▶ [Excerpted data]
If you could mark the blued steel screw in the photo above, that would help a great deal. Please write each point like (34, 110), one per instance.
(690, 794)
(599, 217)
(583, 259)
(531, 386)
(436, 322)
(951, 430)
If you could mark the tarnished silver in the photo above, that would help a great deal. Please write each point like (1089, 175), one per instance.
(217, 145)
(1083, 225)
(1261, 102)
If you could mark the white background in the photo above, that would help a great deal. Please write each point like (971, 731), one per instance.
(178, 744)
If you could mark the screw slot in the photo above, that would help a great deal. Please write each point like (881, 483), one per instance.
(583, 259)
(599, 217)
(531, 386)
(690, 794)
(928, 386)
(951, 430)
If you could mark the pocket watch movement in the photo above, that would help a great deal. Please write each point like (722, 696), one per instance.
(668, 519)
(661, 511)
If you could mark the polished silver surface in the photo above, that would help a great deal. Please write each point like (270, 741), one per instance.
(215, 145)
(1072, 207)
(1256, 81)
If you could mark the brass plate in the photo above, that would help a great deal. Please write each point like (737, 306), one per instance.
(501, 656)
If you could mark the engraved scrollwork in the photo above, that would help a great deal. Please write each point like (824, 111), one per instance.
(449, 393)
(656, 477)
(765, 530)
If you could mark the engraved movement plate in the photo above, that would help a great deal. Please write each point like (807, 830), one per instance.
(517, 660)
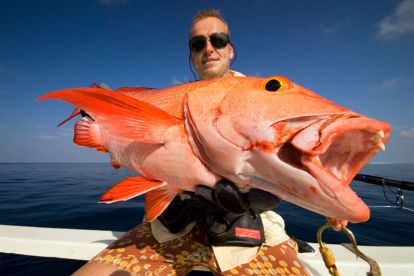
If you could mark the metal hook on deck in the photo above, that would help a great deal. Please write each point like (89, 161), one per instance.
(329, 259)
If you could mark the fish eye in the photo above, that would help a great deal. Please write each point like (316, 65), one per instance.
(272, 85)
(276, 83)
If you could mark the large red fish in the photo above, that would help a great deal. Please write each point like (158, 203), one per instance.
(269, 134)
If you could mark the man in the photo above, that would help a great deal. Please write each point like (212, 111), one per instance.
(210, 30)
(191, 233)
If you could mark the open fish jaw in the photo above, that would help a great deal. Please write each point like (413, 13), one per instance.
(332, 151)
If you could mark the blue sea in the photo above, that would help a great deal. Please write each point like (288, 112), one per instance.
(66, 195)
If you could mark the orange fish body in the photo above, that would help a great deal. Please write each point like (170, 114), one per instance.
(270, 134)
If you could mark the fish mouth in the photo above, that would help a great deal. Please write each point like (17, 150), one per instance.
(332, 150)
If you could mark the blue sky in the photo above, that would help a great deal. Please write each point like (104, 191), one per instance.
(359, 54)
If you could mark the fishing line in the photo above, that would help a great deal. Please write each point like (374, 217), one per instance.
(392, 206)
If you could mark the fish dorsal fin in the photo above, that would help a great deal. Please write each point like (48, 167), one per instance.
(119, 114)
(129, 188)
(157, 201)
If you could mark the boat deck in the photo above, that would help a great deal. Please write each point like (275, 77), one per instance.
(84, 244)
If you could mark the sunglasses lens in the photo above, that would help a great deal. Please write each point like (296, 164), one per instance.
(219, 40)
(197, 43)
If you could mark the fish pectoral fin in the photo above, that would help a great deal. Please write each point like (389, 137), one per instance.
(119, 114)
(87, 134)
(157, 201)
(130, 187)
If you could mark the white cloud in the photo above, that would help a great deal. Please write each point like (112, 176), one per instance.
(407, 133)
(401, 22)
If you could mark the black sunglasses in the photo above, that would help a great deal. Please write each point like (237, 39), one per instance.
(218, 40)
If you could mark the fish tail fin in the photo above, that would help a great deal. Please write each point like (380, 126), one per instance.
(75, 113)
(129, 188)
(119, 114)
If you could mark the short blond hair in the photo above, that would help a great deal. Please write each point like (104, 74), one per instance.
(203, 14)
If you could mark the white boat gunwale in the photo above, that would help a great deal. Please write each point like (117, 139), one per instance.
(79, 244)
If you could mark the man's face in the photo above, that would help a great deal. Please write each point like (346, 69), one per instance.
(211, 62)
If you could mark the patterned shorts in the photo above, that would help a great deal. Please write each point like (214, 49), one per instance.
(140, 254)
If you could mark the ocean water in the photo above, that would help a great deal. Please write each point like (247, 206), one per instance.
(66, 195)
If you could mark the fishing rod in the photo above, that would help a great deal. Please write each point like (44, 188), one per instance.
(381, 181)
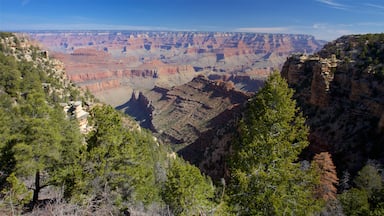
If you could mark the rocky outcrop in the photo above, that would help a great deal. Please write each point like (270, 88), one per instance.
(340, 90)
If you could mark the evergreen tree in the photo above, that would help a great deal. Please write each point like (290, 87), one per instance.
(186, 191)
(328, 177)
(265, 178)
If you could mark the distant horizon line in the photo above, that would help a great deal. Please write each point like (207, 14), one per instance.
(155, 30)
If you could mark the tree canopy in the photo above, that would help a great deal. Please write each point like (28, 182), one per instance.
(265, 176)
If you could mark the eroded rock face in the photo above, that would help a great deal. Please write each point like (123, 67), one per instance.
(102, 61)
(182, 113)
(341, 92)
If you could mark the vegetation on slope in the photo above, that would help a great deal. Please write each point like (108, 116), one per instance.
(116, 168)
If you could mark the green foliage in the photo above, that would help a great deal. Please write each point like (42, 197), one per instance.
(265, 177)
(368, 179)
(355, 202)
(17, 195)
(186, 191)
(115, 167)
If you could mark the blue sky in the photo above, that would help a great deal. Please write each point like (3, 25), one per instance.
(325, 19)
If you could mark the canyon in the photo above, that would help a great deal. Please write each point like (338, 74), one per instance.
(113, 64)
(340, 90)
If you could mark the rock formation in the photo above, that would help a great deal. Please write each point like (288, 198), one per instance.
(181, 114)
(341, 91)
(109, 60)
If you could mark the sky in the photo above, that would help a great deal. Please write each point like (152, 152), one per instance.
(324, 19)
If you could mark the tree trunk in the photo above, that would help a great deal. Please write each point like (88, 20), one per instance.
(36, 191)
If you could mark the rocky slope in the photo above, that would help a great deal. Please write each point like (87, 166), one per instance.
(108, 61)
(183, 113)
(341, 91)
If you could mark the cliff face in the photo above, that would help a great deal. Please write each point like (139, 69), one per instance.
(102, 61)
(183, 113)
(341, 91)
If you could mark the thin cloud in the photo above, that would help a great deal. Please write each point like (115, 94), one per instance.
(263, 29)
(333, 4)
(25, 2)
(381, 7)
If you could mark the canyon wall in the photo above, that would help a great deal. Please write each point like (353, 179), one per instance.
(107, 60)
(341, 92)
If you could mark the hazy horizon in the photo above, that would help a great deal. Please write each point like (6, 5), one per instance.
(324, 19)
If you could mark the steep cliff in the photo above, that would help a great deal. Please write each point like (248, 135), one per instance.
(181, 114)
(341, 91)
(104, 61)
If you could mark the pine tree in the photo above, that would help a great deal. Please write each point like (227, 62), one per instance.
(328, 177)
(265, 178)
(187, 191)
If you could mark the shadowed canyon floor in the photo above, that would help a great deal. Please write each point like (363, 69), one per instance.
(159, 70)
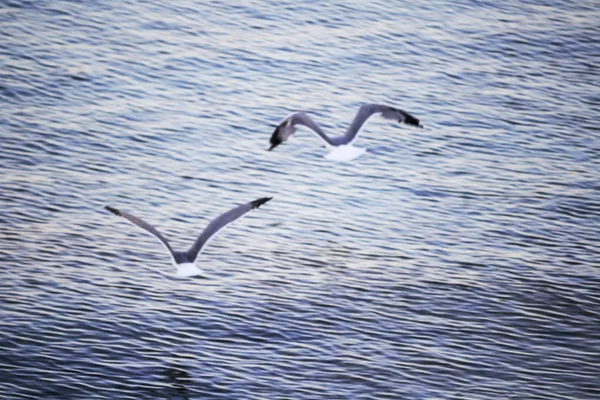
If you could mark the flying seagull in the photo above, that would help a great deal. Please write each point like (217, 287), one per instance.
(185, 261)
(340, 146)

▶ [Directions for this task] Print out the whole of the material word for word, without pictures.

▶ [Solution to this exercise]
If you could mark the blued steel screw in the photo above, that would help a great deal. Please write each point like (34, 110), one per instance.
(690, 794)
(599, 217)
(583, 259)
(531, 386)
(436, 322)
(951, 430)
If you could mark the tarnished silver in the photo above, that would help a great deal. Please write each point like (1089, 175), one per instance.
(217, 145)
(1083, 225)
(1261, 102)
If you could mark the white background in the photo above, that would help a great deal. Please write each point like (971, 731), one per instance.
(178, 744)
If you could mark the screw slot in the photo above, that would help a great deal. Please write each point like (881, 483), one per instance.
(583, 259)
(599, 217)
(531, 386)
(690, 794)
(928, 386)
(951, 430)
If you could mark the pocket watch movement in the photo above, that would help a great deal. Please write each point like (722, 696), one per instance.
(668, 519)
(661, 511)
If you could mark the polished silver surface in the photo above, that would help a great deal. Please write each point like (270, 741), one per instance.
(215, 145)
(1072, 207)
(1256, 81)
If you could mark the brass plate in the photo above, that would help a great deal. Please write each point like (737, 306), one per instance.
(501, 656)
If you could mark the engraved scrollwork in the photo above, that would help a great deal. Please write each point like (824, 111), one per instance.
(449, 393)
(656, 477)
(765, 530)
If you could mark the engraved movement plate in the photo above, that would help a great deal. Please write each point like (807, 830), one per instance.
(517, 660)
If you could mark the metal hook on deck in the photo above, that would help a great deal. Please write each point like (89, 161), one per instance.
(329, 259)
If you could mark the fish eye in the photo above, that would help a great deal. Please write each point like (316, 65), one per instance.
(272, 85)
(276, 83)
If you could mark the large red fish in the photo above, that would help a great deal. Please write each point like (158, 203), one per instance.
(269, 134)
If you could mark the man in the photo above, that would help a great deal. Please write each point like (212, 111), one per instance.
(210, 30)
(191, 233)
If you could mark the open fish jaw in the photo above, that would help a great deal. Please write each point like (413, 13), one per instance.
(332, 151)
If you could mark the blue sea in the photo above, that would help a great deal. Please write each point like (288, 112), one per instance.
(66, 195)
If you could mark the orange fish body in the photo above, that would help a great deal. Please write each point like (170, 114), one per instance.
(270, 134)
If you could mark the fish mouth in the photo above, that would help a great deal. Please write each point like (17, 150), one per instance.
(332, 150)
If you could mark the blue sky in the photo above, that would help a great deal. Please write each point like (104, 191), one per instance.
(359, 54)
If you could mark the fishing line in the photo above, that would help a great deal. Please write each point like (374, 217), one per instance.
(392, 206)
If you could mark the fish dorsal fin in the photo above, that would help a great deal. Please write each point like (48, 167), one per instance.
(119, 114)
(129, 188)
(157, 201)
If you could mark the boat deck in the photo above, that would help a great deal. Please write each point like (275, 77), one per instance.
(84, 244)
If you could mark the sunglasses lens in the photo above, that would help a great deal. Please write each point like (296, 164), one per instance.
(219, 40)
(197, 43)
If you could mark the fish pectoral fin in the photo above, that would help a great deal. Please write each point like (389, 137), one per instance.
(119, 114)
(87, 134)
(157, 201)
(130, 187)
If you could mark the white cloud in the photo above, that would help a great deal. Please write each point like (112, 176), one per instance.
(407, 133)
(401, 22)
If you could mark the black sunglasses in the photo above, that would help a great deal. Please write each point like (237, 39), one per instance.
(218, 40)
If you could mark the fish tail fin in the photo above, that would help a great deal. Please write each point like (380, 126), one per instance.
(75, 113)
(129, 188)
(119, 114)
If you could mark the short blond hair in the photo above, that would help a great deal. Please write each point like (104, 74), one per instance.
(203, 14)
If you could mark the white boat gunwale in the photo above, that would help a great deal. Please write each point like (117, 139), one per instance.
(79, 244)
If you could mark the man's face in the photo above, that would help a great deal. Please write each point like (346, 69), one per instance.
(211, 62)
If you could mark the patterned shorts in the photo above, that would help a great deal. Please write each point like (214, 49), one per instance.
(140, 254)
If you could mark the ocean water in the photo above, that would help a great deal. Please write each point like (247, 206), one per instance.
(66, 195)
If you could mark the fishing rod in the photo above, that would help a great deal. Please write each point like (44, 188), one per instance.
(381, 181)
If you could mark the rocky outcrop in the photo above, that would help a great deal. Please write each point like (270, 88), one per instance.
(340, 90)
If you could mark the evergreen tree in the photo above, that would help a great deal. Please write each point like (290, 87), one per instance.
(186, 191)
(328, 177)
(265, 178)
If you could mark the distant horizon line in the photo above, that would help a great deal. Please write each point like (207, 14), one per instance.
(155, 30)
If you could mark the tree canopy in the photo above, that would help a great deal. Please write each point like (28, 182), one per instance.
(265, 176)
If you could mark the eroded rock face in the photo above, that would help a great deal. Please write each point like (123, 67), one per instance.
(102, 61)
(182, 113)
(341, 92)
If you could mark the vegetation on slope in the photo above, that would help a great deal. Please write each point like (108, 116), one per instance.
(116, 168)
If you could mark the green foliage in the photo above, that would help a great deal. Please write each point like (42, 197), one per instance.
(265, 177)
(368, 179)
(355, 202)
(17, 195)
(186, 191)
(115, 167)
If you could mark the blue sky in the photo above, that would help a great deal. Please write each point like (3, 25), one per instance.
(325, 19)
If you could mark the canyon in the photo above, that would help a great deal. Please write each point like (338, 74), one per instance.
(113, 64)
(340, 90)
If you could mark the rock formation in the photo above, that would help a great deal. Please write each point like (288, 198), one per instance.
(181, 114)
(341, 91)
(109, 60)
If you could mark the sky in the photo above, that would help a great deal. Please write each point like (152, 152), one per instance.
(324, 19)
If you could mark the tree trunk in the photo above, that would help a great deal. Please write each point like (88, 20), one per instance.
(36, 191)
If you could mark the rocky slope in the photo above, that would help a great deal. Please write each point like (87, 166), one per instance.
(108, 61)
(183, 113)
(341, 91)
If you could mark the cliff face in the photo above, that would help a great deal. Please write each point like (139, 69), one per instance.
(102, 61)
(183, 113)
(341, 91)
If you could mark the thin cloud in the photo above, that would help a great deal. Please write each point like (115, 94), one per instance.
(263, 29)
(333, 4)
(25, 2)
(381, 7)
If you could mark the canyon wall in the photo above, that would help a great deal. Please write each point like (353, 179), one per instance.
(107, 60)
(341, 92)
If you could mark the hazy horizon in the photo above, that would help a great deal. Please write each point like (6, 5), one per instance.
(324, 19)
If you could mark the steep cliff in the photo above, that would help a great deal. Please write each point like (248, 135), one per instance.
(181, 114)
(341, 91)
(104, 61)
If you could mark the pine tree in the photo above, that would help a great deal. Please write each point like (227, 62), one per instance.
(328, 177)
(265, 178)
(187, 191)
If you could mark the shadowed canyon floor in the photo above, that would help a great deal. Please write each point like (363, 69), one per instance.
(159, 70)
If you could mark the flying seagull in the photo above, that would help a great deal. Please write each point like (217, 287), one per instance.
(185, 261)
(340, 146)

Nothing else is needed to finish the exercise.